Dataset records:

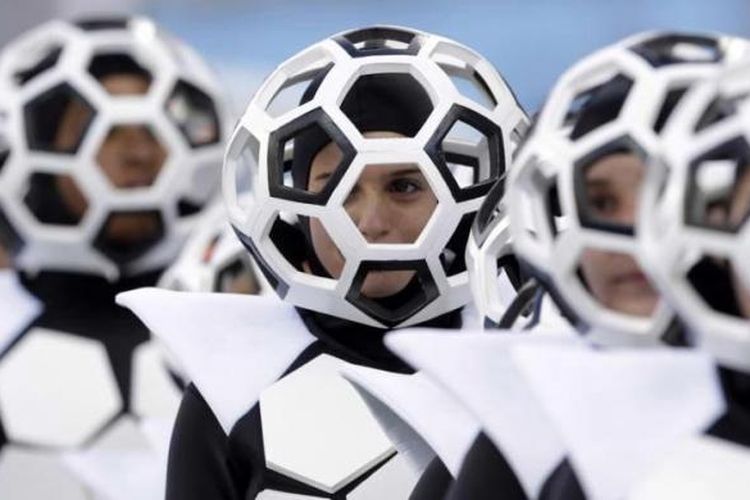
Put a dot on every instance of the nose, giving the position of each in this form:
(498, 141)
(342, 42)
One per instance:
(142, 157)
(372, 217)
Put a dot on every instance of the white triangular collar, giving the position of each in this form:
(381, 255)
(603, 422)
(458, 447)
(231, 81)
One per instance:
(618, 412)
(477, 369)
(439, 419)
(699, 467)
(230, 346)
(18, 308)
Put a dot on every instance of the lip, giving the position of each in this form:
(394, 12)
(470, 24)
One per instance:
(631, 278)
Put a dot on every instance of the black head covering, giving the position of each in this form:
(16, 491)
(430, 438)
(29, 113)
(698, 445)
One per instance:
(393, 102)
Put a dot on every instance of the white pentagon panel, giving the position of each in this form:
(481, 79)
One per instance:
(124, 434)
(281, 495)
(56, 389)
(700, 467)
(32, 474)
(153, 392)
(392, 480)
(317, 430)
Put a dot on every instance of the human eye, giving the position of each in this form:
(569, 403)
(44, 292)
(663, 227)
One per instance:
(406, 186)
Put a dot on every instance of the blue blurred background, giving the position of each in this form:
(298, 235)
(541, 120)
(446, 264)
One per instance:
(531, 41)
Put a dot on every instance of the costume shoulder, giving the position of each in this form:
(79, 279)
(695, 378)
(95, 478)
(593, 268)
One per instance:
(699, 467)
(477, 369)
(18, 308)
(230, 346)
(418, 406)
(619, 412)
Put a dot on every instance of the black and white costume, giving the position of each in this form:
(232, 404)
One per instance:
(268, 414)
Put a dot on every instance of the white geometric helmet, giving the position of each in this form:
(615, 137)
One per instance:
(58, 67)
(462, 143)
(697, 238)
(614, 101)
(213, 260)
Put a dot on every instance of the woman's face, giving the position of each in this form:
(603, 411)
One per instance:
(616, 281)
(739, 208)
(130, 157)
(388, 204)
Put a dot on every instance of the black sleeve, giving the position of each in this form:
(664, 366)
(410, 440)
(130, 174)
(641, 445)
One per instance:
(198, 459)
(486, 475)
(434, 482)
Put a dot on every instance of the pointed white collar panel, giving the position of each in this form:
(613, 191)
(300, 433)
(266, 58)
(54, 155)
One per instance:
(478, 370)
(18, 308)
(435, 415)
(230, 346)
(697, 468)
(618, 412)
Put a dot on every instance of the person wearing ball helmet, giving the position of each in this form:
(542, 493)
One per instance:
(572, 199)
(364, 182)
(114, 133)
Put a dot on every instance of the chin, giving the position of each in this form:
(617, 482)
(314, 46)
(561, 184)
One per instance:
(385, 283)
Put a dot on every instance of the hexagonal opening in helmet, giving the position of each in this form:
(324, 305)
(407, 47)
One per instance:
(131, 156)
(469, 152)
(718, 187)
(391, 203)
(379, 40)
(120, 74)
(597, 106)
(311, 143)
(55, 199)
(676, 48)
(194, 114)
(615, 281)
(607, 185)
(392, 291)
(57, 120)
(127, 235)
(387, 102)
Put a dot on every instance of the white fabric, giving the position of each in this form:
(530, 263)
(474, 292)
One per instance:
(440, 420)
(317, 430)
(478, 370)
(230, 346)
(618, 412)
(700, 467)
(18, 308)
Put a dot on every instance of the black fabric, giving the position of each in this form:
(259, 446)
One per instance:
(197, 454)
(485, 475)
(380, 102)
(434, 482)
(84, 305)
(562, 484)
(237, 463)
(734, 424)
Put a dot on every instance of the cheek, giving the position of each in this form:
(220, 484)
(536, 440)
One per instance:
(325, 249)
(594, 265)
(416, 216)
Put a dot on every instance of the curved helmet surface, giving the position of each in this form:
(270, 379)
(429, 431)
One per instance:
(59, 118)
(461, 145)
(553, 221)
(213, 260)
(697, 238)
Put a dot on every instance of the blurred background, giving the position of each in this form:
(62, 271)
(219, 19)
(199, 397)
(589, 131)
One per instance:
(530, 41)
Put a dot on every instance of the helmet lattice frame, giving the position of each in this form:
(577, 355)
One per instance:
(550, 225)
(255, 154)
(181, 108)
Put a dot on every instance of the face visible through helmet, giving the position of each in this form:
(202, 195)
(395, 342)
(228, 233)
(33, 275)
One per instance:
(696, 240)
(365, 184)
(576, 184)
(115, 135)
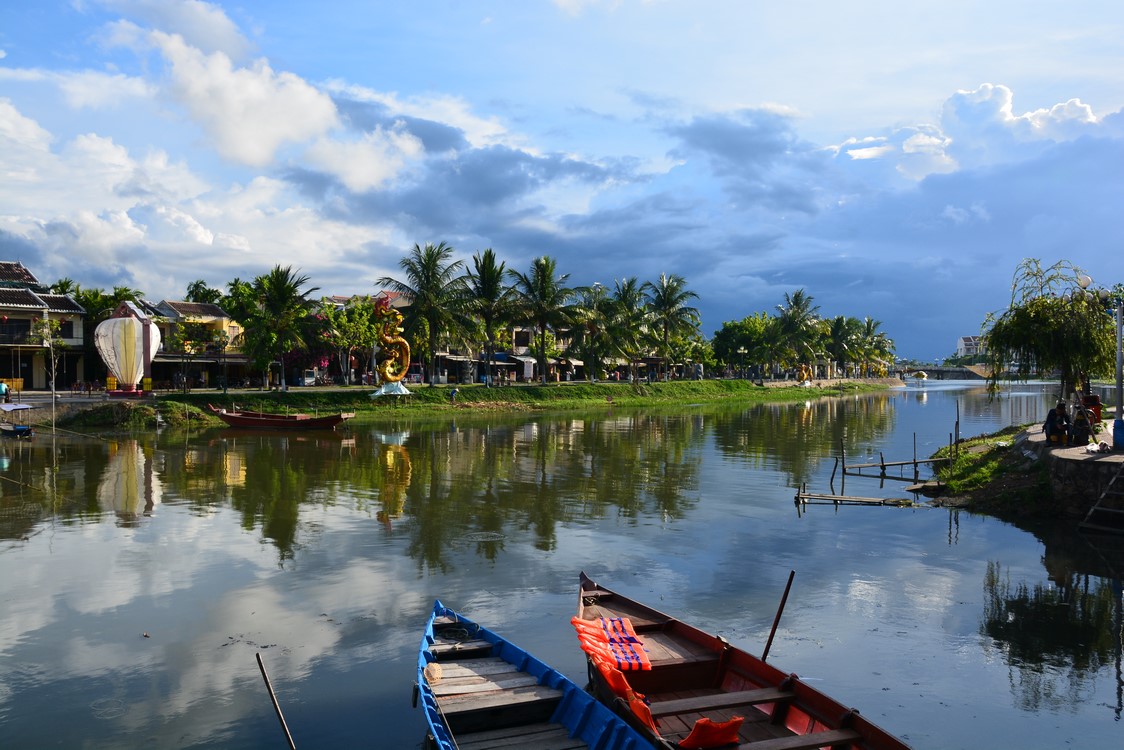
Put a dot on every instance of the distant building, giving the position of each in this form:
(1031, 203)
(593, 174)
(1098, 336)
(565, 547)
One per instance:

WHAT THIS TASK INVOLVES: Repeat the records above exactly, leaving out the pictures.

EXPECTED ANSWER:
Put a dot on every instance of the nose, giving the position of each in this form:
(498, 141)
(342, 42)
One per instance:
(142, 157)
(372, 217)
Put a dot on every instance of the white triangular collar, giving the position of each in this form:
(381, 255)
(603, 422)
(458, 447)
(231, 81)
One per instance:
(618, 412)
(477, 369)
(439, 419)
(699, 467)
(230, 346)
(18, 308)
Put a dot on every instance of the lip, giving the position of each in this form:
(394, 12)
(470, 24)
One per instance:
(631, 278)
Put a dot on every instance of the black head covering, giving the position of each in this form:
(16, 491)
(430, 438)
(29, 113)
(698, 445)
One per instance:
(393, 102)
Put a dot on every instance of the white pentagon panel, giving the position of each in this form:
(481, 79)
One per instance:
(124, 434)
(281, 495)
(56, 389)
(700, 467)
(32, 474)
(153, 392)
(392, 480)
(317, 430)
Put a dot on every instance of the human eye, giving the position of each in this form:
(569, 403)
(44, 292)
(663, 227)
One per instance:
(406, 186)
Put a dot on every instance of the blue blurred background, giving the position of each in this form:
(298, 235)
(541, 120)
(446, 264)
One per instance:
(531, 41)
Put a dot on every instance of the costume shoulder, giving the position of each in this form:
(79, 279)
(695, 378)
(95, 478)
(593, 268)
One per instance:
(699, 467)
(477, 369)
(18, 308)
(230, 346)
(418, 406)
(619, 412)
Put a dot on every instance of the black and white costume, giving the position of each in this form:
(232, 404)
One per instance:
(268, 414)
Put a dot on every instance of the white geometric helmet, giving the position of each in this form:
(615, 137)
One per instance:
(58, 67)
(462, 143)
(697, 238)
(614, 101)
(213, 260)
Put a dot on every instance of the woman's face, giving the position of each in this form:
(603, 411)
One per instance:
(616, 281)
(739, 208)
(130, 157)
(388, 204)
Put a dot on every instance of the black sleeve, giving the position of each in this form:
(664, 366)
(410, 440)
(130, 174)
(641, 445)
One per instance:
(198, 459)
(486, 475)
(434, 482)
Put a dot on every instance of the pointed white collar panel, giving the position of each in this form:
(613, 191)
(300, 433)
(266, 58)
(54, 155)
One per instance:
(478, 370)
(18, 308)
(435, 415)
(230, 346)
(697, 468)
(618, 412)
Put a dot on every instance of the person wearing ball helmet, giving the position of each in this form:
(542, 493)
One per instance:
(572, 199)
(364, 182)
(114, 133)
Put a dot on every instance of the chin, giving the position of each in this form:
(617, 482)
(314, 46)
(561, 184)
One per instance:
(385, 283)
Put a dot on every instance of the hexagonal opening in helmet, giving the position of each in this form:
(324, 305)
(407, 47)
One per instance:
(131, 156)
(469, 152)
(718, 187)
(391, 203)
(379, 40)
(120, 74)
(597, 106)
(311, 143)
(55, 199)
(676, 48)
(194, 114)
(615, 281)
(607, 185)
(392, 291)
(57, 120)
(127, 235)
(387, 102)
Put a dot on every instance of the white fabric, giving the position of each in this form:
(530, 263)
(474, 292)
One per instance:
(440, 420)
(317, 430)
(478, 370)
(230, 346)
(618, 412)
(700, 467)
(18, 308)
Put a dot on every instance of the black fabric, giving the position of each in this form:
(259, 446)
One per instance:
(197, 454)
(485, 475)
(380, 102)
(434, 482)
(84, 305)
(562, 484)
(237, 463)
(734, 424)
Put a dot on every instance of the cheek, giving the position of each in this form:
(220, 484)
(536, 440)
One per instance:
(325, 249)
(594, 265)
(416, 216)
Put a dot on every instance of the curved helmet surface, giving the position of each in this form:
(270, 379)
(429, 431)
One per instance:
(59, 118)
(461, 145)
(553, 221)
(213, 260)
(697, 238)
Put a dot on every instance of the blurred background, giving the position of each in this form:
(62, 271)
(219, 19)
(199, 397)
(589, 131)
One per instance:
(530, 41)
Put a dot on every instance of the helmet lattice frame, giving the position of each in this form:
(577, 355)
One per instance:
(550, 225)
(255, 154)
(181, 108)
Put a dot on every instance of the face visible through helmet, giving the position of each in this form:
(202, 195)
(395, 342)
(228, 233)
(33, 275)
One per instance:
(696, 240)
(365, 184)
(576, 184)
(115, 135)
Put a dot on every instance of the distant building, giving the position of each in this form:
(1031, 203)
(593, 174)
(1098, 336)
(565, 547)
One per instance:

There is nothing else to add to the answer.